#### WORK TO COMPLETE:
Pictures appear in the records below; write out everything else exactly.

··· RECORDS FOR THIS TASK

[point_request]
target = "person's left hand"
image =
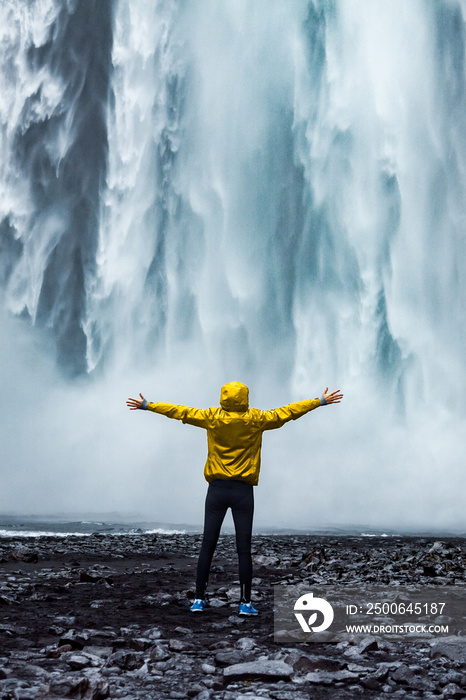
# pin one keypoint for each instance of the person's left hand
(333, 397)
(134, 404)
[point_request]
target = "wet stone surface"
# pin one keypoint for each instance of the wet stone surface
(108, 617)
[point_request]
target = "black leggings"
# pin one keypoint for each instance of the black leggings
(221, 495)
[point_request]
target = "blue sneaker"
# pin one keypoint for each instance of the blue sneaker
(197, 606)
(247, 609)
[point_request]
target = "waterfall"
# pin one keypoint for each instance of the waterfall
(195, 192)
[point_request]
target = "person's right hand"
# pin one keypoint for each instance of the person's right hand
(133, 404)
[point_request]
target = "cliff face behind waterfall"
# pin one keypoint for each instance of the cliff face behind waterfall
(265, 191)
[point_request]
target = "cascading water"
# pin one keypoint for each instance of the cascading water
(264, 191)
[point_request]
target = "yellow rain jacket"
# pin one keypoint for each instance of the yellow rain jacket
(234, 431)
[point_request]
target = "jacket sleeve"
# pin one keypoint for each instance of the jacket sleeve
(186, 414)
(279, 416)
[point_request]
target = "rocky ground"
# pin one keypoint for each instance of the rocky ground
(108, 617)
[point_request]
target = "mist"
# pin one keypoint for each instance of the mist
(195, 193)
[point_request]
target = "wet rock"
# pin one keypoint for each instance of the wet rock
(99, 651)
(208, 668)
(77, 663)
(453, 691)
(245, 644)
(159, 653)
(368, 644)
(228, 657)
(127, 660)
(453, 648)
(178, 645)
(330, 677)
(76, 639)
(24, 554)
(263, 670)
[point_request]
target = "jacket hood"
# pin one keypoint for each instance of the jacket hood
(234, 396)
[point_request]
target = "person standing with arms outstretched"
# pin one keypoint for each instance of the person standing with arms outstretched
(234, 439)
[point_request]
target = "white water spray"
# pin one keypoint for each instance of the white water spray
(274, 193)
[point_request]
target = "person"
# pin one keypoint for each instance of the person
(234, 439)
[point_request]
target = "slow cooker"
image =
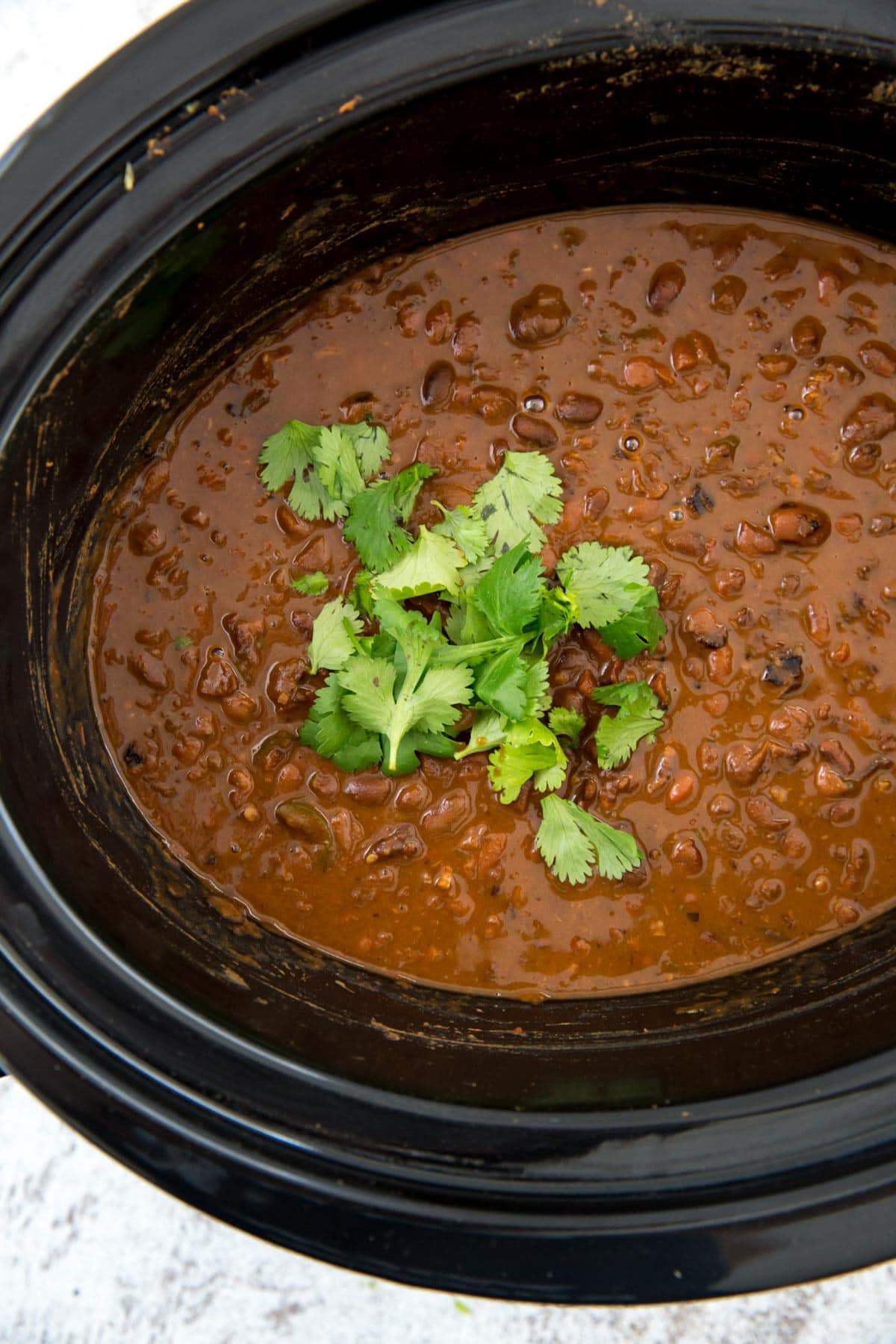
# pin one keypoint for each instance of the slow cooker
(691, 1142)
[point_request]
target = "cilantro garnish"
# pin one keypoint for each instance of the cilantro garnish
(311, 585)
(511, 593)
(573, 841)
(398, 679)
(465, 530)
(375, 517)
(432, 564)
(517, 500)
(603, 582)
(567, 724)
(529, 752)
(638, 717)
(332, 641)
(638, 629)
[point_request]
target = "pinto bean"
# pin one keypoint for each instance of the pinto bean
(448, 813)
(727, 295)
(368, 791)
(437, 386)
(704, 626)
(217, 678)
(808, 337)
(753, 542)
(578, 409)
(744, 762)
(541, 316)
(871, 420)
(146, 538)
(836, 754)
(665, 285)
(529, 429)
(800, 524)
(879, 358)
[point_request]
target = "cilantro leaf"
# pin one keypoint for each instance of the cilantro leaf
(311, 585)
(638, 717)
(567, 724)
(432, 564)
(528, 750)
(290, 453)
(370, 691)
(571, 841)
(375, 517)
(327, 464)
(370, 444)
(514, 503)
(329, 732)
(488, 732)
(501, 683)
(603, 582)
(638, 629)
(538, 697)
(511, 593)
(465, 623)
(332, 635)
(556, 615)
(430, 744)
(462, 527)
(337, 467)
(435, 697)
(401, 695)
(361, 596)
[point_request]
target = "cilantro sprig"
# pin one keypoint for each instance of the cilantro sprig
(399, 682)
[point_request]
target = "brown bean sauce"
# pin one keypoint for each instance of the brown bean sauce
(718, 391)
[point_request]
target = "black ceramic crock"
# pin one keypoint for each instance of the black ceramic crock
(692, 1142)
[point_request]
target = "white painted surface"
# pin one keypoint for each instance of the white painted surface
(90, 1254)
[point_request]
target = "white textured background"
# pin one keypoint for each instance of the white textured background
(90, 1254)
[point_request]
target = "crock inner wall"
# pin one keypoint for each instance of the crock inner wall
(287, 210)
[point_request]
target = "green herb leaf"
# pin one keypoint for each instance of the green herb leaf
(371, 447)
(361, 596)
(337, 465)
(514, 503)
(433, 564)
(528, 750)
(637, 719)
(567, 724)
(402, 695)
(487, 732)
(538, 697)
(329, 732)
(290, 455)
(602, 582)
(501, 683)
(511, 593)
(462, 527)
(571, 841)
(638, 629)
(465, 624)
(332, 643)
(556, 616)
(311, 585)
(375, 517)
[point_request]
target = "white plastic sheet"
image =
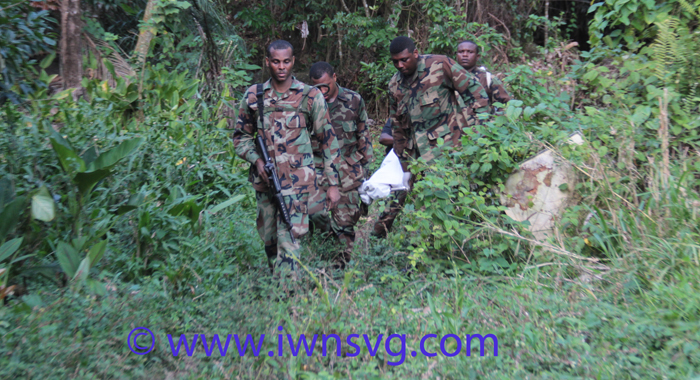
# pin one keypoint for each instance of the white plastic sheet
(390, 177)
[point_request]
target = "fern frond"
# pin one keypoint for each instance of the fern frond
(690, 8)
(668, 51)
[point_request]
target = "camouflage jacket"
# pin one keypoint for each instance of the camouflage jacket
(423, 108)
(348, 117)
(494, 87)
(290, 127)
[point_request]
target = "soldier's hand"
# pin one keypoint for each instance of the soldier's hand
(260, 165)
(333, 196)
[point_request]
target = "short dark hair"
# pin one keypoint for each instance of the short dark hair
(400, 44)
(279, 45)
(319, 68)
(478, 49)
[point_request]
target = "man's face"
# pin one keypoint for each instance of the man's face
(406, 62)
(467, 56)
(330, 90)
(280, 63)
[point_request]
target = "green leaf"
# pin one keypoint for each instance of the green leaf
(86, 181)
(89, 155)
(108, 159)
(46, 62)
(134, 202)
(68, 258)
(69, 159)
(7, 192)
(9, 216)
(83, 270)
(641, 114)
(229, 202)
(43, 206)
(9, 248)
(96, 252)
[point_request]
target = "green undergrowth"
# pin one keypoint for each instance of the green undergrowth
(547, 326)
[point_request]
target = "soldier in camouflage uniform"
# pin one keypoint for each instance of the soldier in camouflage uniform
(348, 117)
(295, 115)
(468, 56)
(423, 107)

······

#### ANSWER TO THIS TASK:
[point_request]
target = "person's left hand"
image =
# pin one keypoint for each instance of the person's left hand
(333, 397)
(134, 404)
[point_request]
target = "wet stone surface"
# pin one keypoint for each instance of the wet stone surface
(108, 617)
[point_request]
target = "black leggings"
# pin one keypoint for each instance of the black leggings
(221, 495)
[point_request]
target = "blue sneaker"
# pin one keypoint for each instance of the blue sneaker
(197, 606)
(247, 609)
[point_request]
target = "waterfall"
# pin one keypoint for each instance of the waterfall
(195, 192)
[point_request]
target = "person's right hand"
# pin one keypoint for each instance of the person's right hand
(133, 404)
[point_request]
target = "cliff face behind waterfall"
# pin one keypoint for each instance of the cliff face behind waterfall
(265, 191)
[point_request]
target = "cascading water"
# pin one keypoint for each instance of the cascading water
(264, 191)
[point_request]
target = "yellow rain jacket"
# pin one keypoint for each instance of the yellow rain jacket
(234, 431)
[point_request]
target = "jacket sleeve"
# pin one keypoint for each instance of the jacket sleeve
(186, 414)
(279, 416)
[point_request]
target = "rocky ground"
# pin one keypoint for each instance of the rocky ground
(108, 617)
[point_request]
target = "mist"
# pin one keypoint for each instance of the mist
(195, 193)
[point_request]
target = "wet rock"
# pin one keypoint for each instance of the wet rock
(99, 651)
(208, 668)
(77, 663)
(453, 691)
(245, 644)
(159, 653)
(368, 644)
(228, 657)
(127, 660)
(453, 648)
(178, 645)
(330, 677)
(76, 639)
(24, 554)
(263, 670)
[point_request]
target = "jacket hood"
# pin one keypoint for each instance of the jacket hood
(234, 396)
[point_request]
target = "person standing with arms outstretched"
# pin one keypoint for each instance of the person standing with arms outstretched
(234, 439)
[point_request]
target = "white water spray"
# pin one keypoint for each instance of the white water spray
(274, 193)
[point_request]
target = "person"
# pin one keypoint for each instance of the person
(234, 439)
[point_request]
target = "slow cooker"
image =
# pin one keypoint for each instance of the slow cooker
(691, 1142)
[point_request]
target = "cilantro garnish"
# pin one keypoint for each instance of the cilantro garnish
(311, 585)
(511, 593)
(573, 841)
(398, 679)
(465, 530)
(375, 517)
(432, 564)
(517, 500)
(603, 582)
(567, 724)
(529, 752)
(638, 717)
(332, 641)
(638, 629)
[point_request]
target = "pinto bean"
# pin one keypoint for each instance of the pinto bean
(448, 813)
(727, 295)
(368, 791)
(437, 386)
(704, 626)
(217, 678)
(808, 337)
(753, 542)
(578, 409)
(744, 762)
(541, 316)
(871, 420)
(146, 538)
(836, 754)
(665, 285)
(529, 429)
(800, 524)
(879, 358)
[point_request]
target = "cilantro leaf"
# pin one keypoint for each instance of the cilantro leaf
(311, 585)
(638, 717)
(567, 724)
(432, 564)
(528, 750)
(290, 453)
(370, 691)
(571, 841)
(375, 517)
(327, 464)
(370, 444)
(514, 503)
(329, 732)
(488, 732)
(501, 683)
(603, 582)
(638, 629)
(538, 697)
(511, 593)
(465, 623)
(332, 635)
(556, 615)
(430, 744)
(462, 527)
(337, 467)
(435, 697)
(401, 695)
(361, 596)
[point_request]
target = "cilantro sprig"
# pin one keypoint for each instance of the cilantro sprig
(399, 682)
[point_request]
target = "brown bean sauce"
# pin one keypoint for each instance of the brown bean sauce
(718, 391)
[point_request]
target = "black ceramic crock"
# pin one keypoint for each instance of the black ceramic crock
(692, 1142)
[point_request]
target = "white painted surface"
# pin one keypoint for each instance of the white painted surface
(90, 1254)
[point_request]
target = "white textured background"
# pin one keypoint for each instance of the white textured background
(90, 1254)
[point_request]
target = "crock inner wall"
# pin one keypoint for each instance of the crock inner wall
(287, 210)
[point_request]
target = "green herb leaf"
# pin one keypoint for each instance of the green herb leaf
(371, 447)
(361, 596)
(337, 465)
(514, 503)
(433, 564)
(528, 750)
(637, 719)
(567, 724)
(402, 695)
(487, 732)
(538, 697)
(329, 732)
(290, 455)
(602, 582)
(501, 683)
(511, 593)
(462, 527)
(571, 841)
(638, 629)
(465, 624)
(332, 643)
(556, 616)
(311, 585)
(375, 517)
[point_request]
target = "white plastic sheet"
image =
# pin one keypoint for each instance of the white plastic sheet
(390, 177)
[point_request]
target = "fern frond"
# pin one keypoint for each instance of the fern frond
(690, 8)
(668, 51)
[point_request]
target = "camouflage jacket"
# pin one keypoint for each instance of the camouflage jacket
(423, 108)
(348, 117)
(494, 87)
(290, 127)
[point_request]
target = "soldier's hand"
# pin one keypoint for each instance of the soldier's hand
(260, 165)
(333, 196)
[point_request]
target = "short dark hair"
# pin one keypoint for each instance of the short dark hair
(400, 44)
(279, 45)
(319, 68)
(478, 49)
[point_request]
target = "man's face"
# pin one keypoint for each instance of the man's face
(406, 62)
(467, 56)
(330, 90)
(280, 63)
[point_request]
target = "green leaf"
# pin one keypoint for each instance of the green leaf
(86, 181)
(89, 155)
(108, 159)
(46, 62)
(134, 202)
(68, 258)
(69, 159)
(7, 192)
(9, 216)
(83, 270)
(641, 114)
(229, 202)
(43, 206)
(9, 248)
(96, 252)
[point_request]
target = "green undergrowth"
# pin one keypoint for each instance of the green undergrowth
(547, 326)
[point_request]
target = "soldier in camouflage uniform"
# pin one keypoint for each instance of the soldier in camouflage uniform
(348, 117)
(295, 115)
(468, 56)
(423, 107)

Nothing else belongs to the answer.